### Records:

————————

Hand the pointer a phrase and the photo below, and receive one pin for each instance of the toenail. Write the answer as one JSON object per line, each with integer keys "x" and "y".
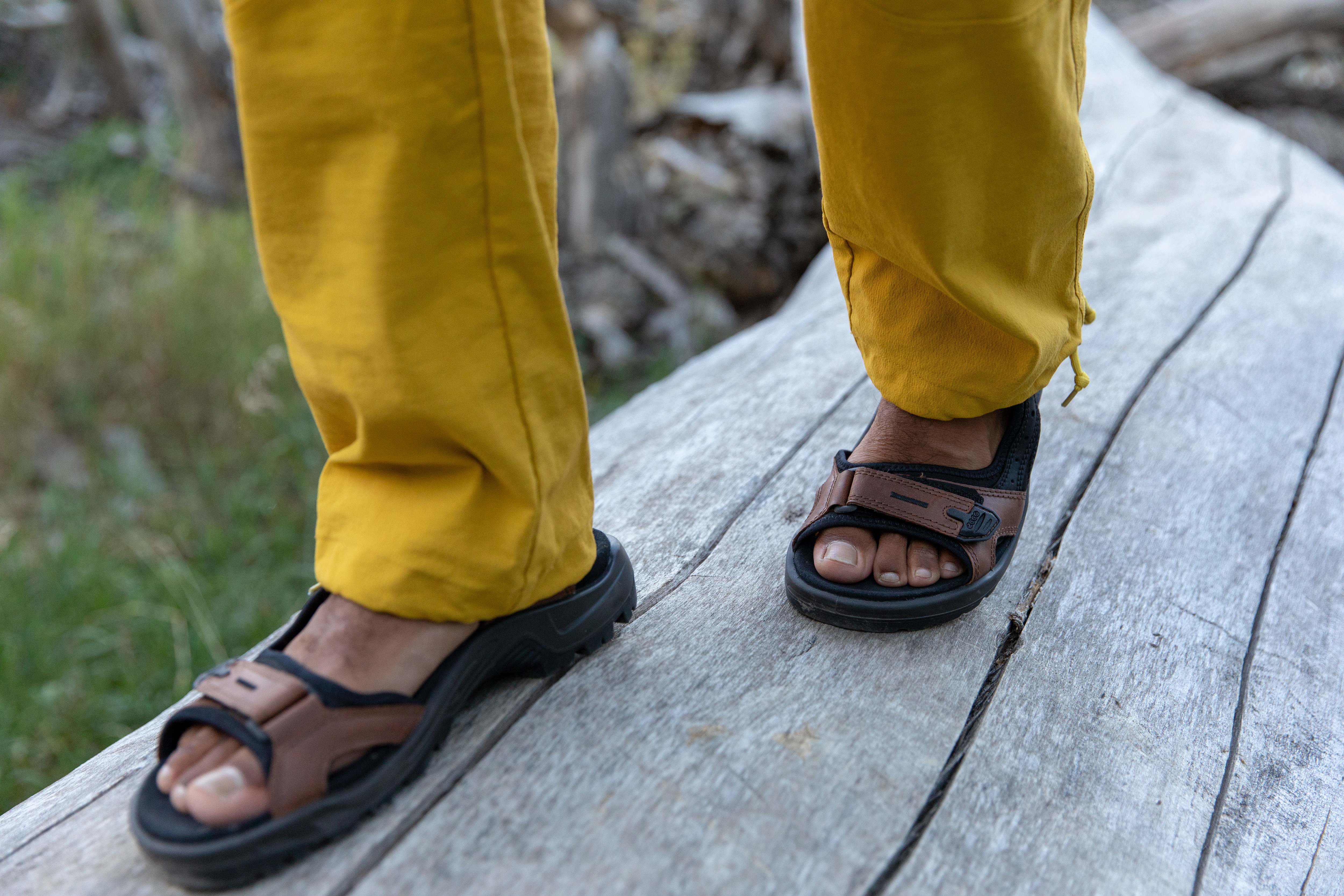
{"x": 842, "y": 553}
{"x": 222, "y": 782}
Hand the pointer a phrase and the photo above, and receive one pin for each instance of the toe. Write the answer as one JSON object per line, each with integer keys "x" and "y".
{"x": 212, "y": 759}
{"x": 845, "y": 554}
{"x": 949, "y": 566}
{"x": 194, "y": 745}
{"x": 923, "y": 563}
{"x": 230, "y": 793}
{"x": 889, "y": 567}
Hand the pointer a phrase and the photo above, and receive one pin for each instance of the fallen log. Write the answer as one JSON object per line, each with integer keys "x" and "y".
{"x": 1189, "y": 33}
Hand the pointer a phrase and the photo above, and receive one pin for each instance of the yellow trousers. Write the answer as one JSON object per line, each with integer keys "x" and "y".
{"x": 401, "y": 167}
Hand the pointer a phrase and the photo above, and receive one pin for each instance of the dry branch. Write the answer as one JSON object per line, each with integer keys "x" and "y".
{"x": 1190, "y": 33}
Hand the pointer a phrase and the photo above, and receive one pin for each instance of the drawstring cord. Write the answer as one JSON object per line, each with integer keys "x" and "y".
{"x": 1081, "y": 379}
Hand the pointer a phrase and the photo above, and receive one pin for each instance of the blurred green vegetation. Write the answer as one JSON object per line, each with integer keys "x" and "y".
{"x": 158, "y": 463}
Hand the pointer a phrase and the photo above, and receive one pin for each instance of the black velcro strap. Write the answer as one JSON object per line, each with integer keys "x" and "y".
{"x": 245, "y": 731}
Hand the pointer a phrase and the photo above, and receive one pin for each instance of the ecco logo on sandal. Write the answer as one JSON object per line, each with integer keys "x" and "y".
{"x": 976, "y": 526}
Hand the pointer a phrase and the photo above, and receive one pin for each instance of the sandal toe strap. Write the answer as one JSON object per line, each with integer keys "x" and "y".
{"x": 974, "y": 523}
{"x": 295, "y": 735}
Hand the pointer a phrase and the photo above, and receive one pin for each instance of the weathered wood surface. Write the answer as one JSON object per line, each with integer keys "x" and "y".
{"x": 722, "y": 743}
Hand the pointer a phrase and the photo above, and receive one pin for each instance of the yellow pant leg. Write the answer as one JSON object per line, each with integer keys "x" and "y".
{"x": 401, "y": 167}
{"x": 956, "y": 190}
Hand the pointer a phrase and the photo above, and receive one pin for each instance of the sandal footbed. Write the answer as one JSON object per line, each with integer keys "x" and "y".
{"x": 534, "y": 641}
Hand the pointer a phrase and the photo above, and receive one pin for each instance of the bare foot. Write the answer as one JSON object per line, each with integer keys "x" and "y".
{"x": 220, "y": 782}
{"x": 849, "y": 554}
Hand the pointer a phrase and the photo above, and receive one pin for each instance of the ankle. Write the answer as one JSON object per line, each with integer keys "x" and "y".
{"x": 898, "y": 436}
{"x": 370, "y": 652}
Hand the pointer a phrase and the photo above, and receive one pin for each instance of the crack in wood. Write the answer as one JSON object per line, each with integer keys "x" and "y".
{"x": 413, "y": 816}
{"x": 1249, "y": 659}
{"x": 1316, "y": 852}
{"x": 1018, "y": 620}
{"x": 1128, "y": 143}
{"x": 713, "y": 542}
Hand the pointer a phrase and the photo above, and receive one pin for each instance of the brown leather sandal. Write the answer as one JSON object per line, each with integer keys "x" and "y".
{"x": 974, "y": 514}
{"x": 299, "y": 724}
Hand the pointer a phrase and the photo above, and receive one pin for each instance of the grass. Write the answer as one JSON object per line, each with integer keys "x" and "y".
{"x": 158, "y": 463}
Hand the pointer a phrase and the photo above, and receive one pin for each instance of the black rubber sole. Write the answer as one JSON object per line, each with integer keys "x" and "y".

————————

### Written exercise:
Reproduce the whole listing exactly, but not the images in it.

### The answer:
Hand the pointer a phrase and the photo below, and receive one pin for each instance of the toenail. Write the answer as one JSON object per line, each with integer keys "x" and "y".
{"x": 842, "y": 553}
{"x": 222, "y": 782}
Hand the pointer a phrase and the photo above, and receive one pin for each instance of the toe. Write the answer as one JSON object per line, each with integer keys "x" and "y".
{"x": 212, "y": 759}
{"x": 845, "y": 554}
{"x": 949, "y": 566}
{"x": 194, "y": 745}
{"x": 923, "y": 563}
{"x": 230, "y": 793}
{"x": 889, "y": 567}
Hand the pointer a phrase and the photo above, and receive one pin for each instance of the fallen log. Write the answer as one JSON object per line, each with integer keys "x" and "y".
{"x": 1189, "y": 33}
Hand the pointer a phrase and the photo above, and receive one pin for each instance of the yellow trousers. Write the answer as one JSON object per line, each with integer keys "x" and "y".
{"x": 401, "y": 167}
Hand the pointer a phrase and the photo above, and receive one pin for each instance of the dry branch. Write the answer as one JSON object per line, each with integer keys "x" and "y".
{"x": 1190, "y": 33}
Hand the pointer a phrase and the photo above, and receive one pin for each instance of the drawstring cord. Write the answer as one JSON object per line, each with integer keys "x" and "y".
{"x": 1081, "y": 379}
Hand the pointer a phrase and the photo above, and receive one pin for each instance of the blurred green vegetation. Write the answer as one JSON object per line, each with integer keys "x" and "y".
{"x": 158, "y": 463}
Hand the pointer a phrase and the photo above, and receive one pin for each instance of the black velcro strap. Write the answer as one JSON object per line, each with integer keys "x" and "y".
{"x": 245, "y": 731}
Hand the pointer a phrase and the photo above, and receive one pin for each instance of the ecco logo on sandal. Write the answer as one JSON object per line, each with integer keys "x" and "y".
{"x": 976, "y": 526}
Hand the pointer a phrase and the photo above, and receive one pin for each instance of the sandal toe strap. Write the answer as one JSON object per line, each with integer keys "x" and "y".
{"x": 974, "y": 523}
{"x": 295, "y": 735}
Hand the pointer a phrase and the photo above, and receive one pin for each instance of the weathered wood surface. Write the answer as one JSON object per line, each with integer keys "x" and "y".
{"x": 722, "y": 743}
Hand the pointer a phrase and the photo above, and receive one pin for each instance of the yellow pant leg. Write the answer as one JSON object per line, each with integer keys "x" and "y".
{"x": 401, "y": 167}
{"x": 956, "y": 190}
Hand the pointer a phrase and the photo above, and receive one pin for each instance of the sandal footbed. Write the answer as one JSON object per line, each with integer keys "x" and "y".
{"x": 534, "y": 641}
Hand the pointer a phrase and the photo above, and receive one pin for each instance of the bare foot. Write the answer as one JSON object per line, each with integer keys "x" and "y".
{"x": 220, "y": 782}
{"x": 849, "y": 554}
Hand the pointer a phrase and the photo above, and receive one pin for each instance of the ankle. Write the answer as one JSON object per line, each with integer keys "x" and "y".
{"x": 898, "y": 436}
{"x": 370, "y": 652}
Hand the pointer a phrase and the photo above, and receive one pin for each instance of the crack in wood. Write the answer as one JSON object per line, each with integer keys "x" and "y".
{"x": 413, "y": 816}
{"x": 1249, "y": 659}
{"x": 1316, "y": 852}
{"x": 1018, "y": 620}
{"x": 1128, "y": 143}
{"x": 713, "y": 542}
Hand the pointer a phrase and the photo above, and receive one pin for each instance of the brown leather sandal. Write the answer as one JSON object per line, each with integer keys "x" and "y".
{"x": 974, "y": 514}
{"x": 299, "y": 724}
Hand the pointer a phrase and the photo above, and receive one pin for each instance of the grass. Write the answer as one JSON object per line, each with integer keys "x" and "y".
{"x": 158, "y": 463}
Hand the pointer a phrase and the photo above, and receive one pin for each instance of the black rubber sole. Write the answer as one JSON object per line, each with integer keys "x" and "y".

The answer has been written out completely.